SELECTED TEXT:
Thematically and literally, this is familiar territory. Many have been the discussions with this most articulate of writers trying to identify the elusive essentials of being Jewish. And, however much this feels like putting up a tent in a hurricane, it is always stimulating, always fruitful.

The actual, physical territory is Dean Street. We are opposite a building that, until the 1990s, housed the West End Great Synagogue, and down the road from a restaurant where, during a previous interview, Jacobson and I were asked by fellow diners to tone down both the volume and content of our language.

“If you had to say in one sentence what being Jewish means,” posits Jacobson, “it is being able to make fun of yourself Jewishly.” And it has to be done affectionately. “When it’s without the affection, I worry,” he says, and adds that, “one of the first things you notice about the anti-Israel stuff is that it is not funny. There’s none of the ‘on the one hand, on the other hand’ business that we do.”

By “anti-Israel stuff” he means that which emanates from various Jewish voices, individual and collective, anxious to ensure that not all of the opprobrium that gets poured on Israel’s head is treif. Voices that are given a glorious going-over in his new book, The Finkler Question.

I've always felt as much outside the Jewish experience as in it

It is a fascinating curiosity that, while Jacobson has long been regarded as a Jewish literary treasure, his status as a national treasure has been cemented by this latest and most intensely Jewish novel, building on two slightly less Jewish but still haimishe predecessors, the strongly autobiographical The Mighty Waltzer and the rather less autobiographical Kalooki Nights.

Don’t be fooled by the fact that one of The Finkler Question’s three main characters, Julian Treslove, is a non-Jew. This particular gentile wants to be Jewish, and the literary environment that Jacobson has created for him could hardly be more so. It includes those notorious peddlers of “anti-Israel stuff”, thus providing, says the author, “the terrible irony of this non-Jew wanting to be Jewish and these Jews who can’t wait to get the hell out”.

And yet the non-Jewish cultural world is lapping it up. Feted on radio, long-listed for the Man Booker Prize before it had even hit the bookshops, Jacobson’s book moved The Scotsman’s reviewer to declare: “The opening chapters of this novel boast some of the wittiest, most poignant and sharply intelligent comic prose in the English language.” All this, too, has a degree of irony for Jacobson. “I’ve always felt as much outside the Jewish experience as in it,” he says. It astonished my family that I wrote about things Jewish. So hitting on Treslove may have been a way of making it accessible not just to non-Jews but making it accessible to myself.”

The initial trigger for The Finkler Question was meeting a man who had just lost his wife of 60 years. “He told me his story,” says Jacobson, “and I said to him: ‘This is upsetting me so much, can I write about it?’

“I thought there was something particularly Jewish about the way this widower was grieving and I thought it would be interesting to have somebody not Jewish looking at that. And amid all the worrying about antisemitism, I thought about how, nevertheless, there is so much goodwill towards us; how much I love being in England. How English I feel.”

WHAT YOU NEED TO DO:
Write out the passage of the interview from "Thematically and literally, this" to "of our language.", word for word. The listing has no connection to the interview.

STORED DATA:
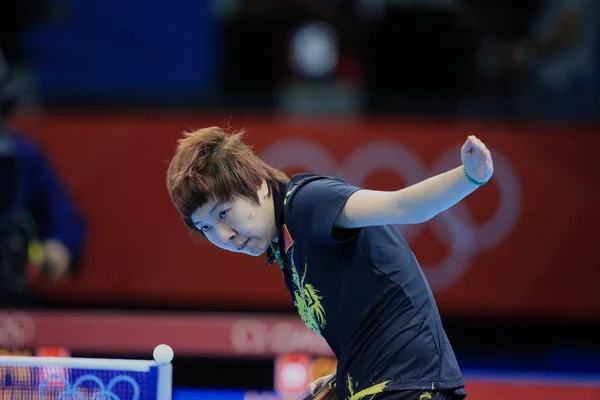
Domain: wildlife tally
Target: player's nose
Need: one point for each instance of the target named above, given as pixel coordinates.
(226, 234)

RESULT OF THE EXERCISE:
Thematically and literally, this is familiar territory. Many have been the discussions with this most articulate of writers trying to identify the elusive essentials of being Jewish. And, however much this feels like putting up a tent in a hurricane, it is always stimulating, always fruitful.

The actual, physical territory is Dean Street. We are opposite a building that, until the 1990s, housed the West End Great Synagogue, and down the road from a restaurant where, during a previous interview, Jacobson and I were asked by fellow diners to tone down both the volume and content of our language.